### Work request
Would it be possible to copy exactly the lines from the one containing "box: [250, 144, 344, 231]" to the end of the entries, including both and nothing else?

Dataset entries
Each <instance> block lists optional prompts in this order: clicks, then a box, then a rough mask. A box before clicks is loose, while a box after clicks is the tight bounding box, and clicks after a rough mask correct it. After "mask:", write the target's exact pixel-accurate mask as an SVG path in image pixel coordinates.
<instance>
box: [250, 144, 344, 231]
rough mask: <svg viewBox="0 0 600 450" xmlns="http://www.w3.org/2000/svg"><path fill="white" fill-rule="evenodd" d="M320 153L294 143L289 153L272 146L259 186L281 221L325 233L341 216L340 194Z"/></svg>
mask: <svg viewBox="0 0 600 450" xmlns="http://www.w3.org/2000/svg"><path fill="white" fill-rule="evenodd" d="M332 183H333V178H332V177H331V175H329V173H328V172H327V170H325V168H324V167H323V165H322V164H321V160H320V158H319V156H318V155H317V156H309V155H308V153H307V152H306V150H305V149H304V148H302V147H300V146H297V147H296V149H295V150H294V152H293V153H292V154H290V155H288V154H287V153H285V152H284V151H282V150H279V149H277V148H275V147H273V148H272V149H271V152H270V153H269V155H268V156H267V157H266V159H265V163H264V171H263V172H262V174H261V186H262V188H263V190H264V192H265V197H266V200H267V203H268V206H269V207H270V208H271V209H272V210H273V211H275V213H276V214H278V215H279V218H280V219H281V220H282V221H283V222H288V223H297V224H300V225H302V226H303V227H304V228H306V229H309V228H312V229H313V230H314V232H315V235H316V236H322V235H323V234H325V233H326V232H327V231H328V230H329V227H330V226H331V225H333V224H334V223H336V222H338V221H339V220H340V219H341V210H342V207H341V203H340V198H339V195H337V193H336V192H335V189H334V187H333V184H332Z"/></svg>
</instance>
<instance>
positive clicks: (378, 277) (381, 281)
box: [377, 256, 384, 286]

### Output of the task
box: [250, 144, 344, 231]
rough mask: <svg viewBox="0 0 600 450" xmlns="http://www.w3.org/2000/svg"><path fill="white" fill-rule="evenodd" d="M320 153L294 143L289 153L272 146L259 186L281 221L325 233L341 216L340 194Z"/></svg>
mask: <svg viewBox="0 0 600 450" xmlns="http://www.w3.org/2000/svg"><path fill="white" fill-rule="evenodd" d="M332 183H333V178H332V177H331V175H329V173H328V172H327V170H325V168H324V167H323V165H322V164H321V160H320V158H319V156H318V155H317V156H309V155H308V153H307V152H306V150H305V149H304V148H302V147H300V146H297V147H296V149H295V150H294V152H293V153H292V154H290V155H288V154H287V153H285V152H284V151H282V150H279V149H277V148H275V147H273V148H272V149H271V152H270V153H269V155H268V156H267V157H266V159H265V163H264V171H263V172H262V174H261V186H262V188H263V190H264V192H265V197H266V200H267V203H268V206H269V207H270V208H271V209H272V210H273V211H275V213H276V214H278V215H279V218H280V219H281V220H282V221H283V222H288V223H297V224H300V225H302V226H303V227H304V228H306V229H309V228H312V229H313V230H314V232H315V235H316V236H322V235H323V234H325V233H326V232H327V231H328V230H329V227H330V226H331V225H333V224H334V223H336V222H338V221H339V220H340V219H341V210H342V207H341V203H340V198H339V195H337V193H336V192H335V189H334V187H333V184H332Z"/></svg>
</instance>
<instance>
positive clicks: (378, 277) (381, 281)
box: [377, 256, 384, 286]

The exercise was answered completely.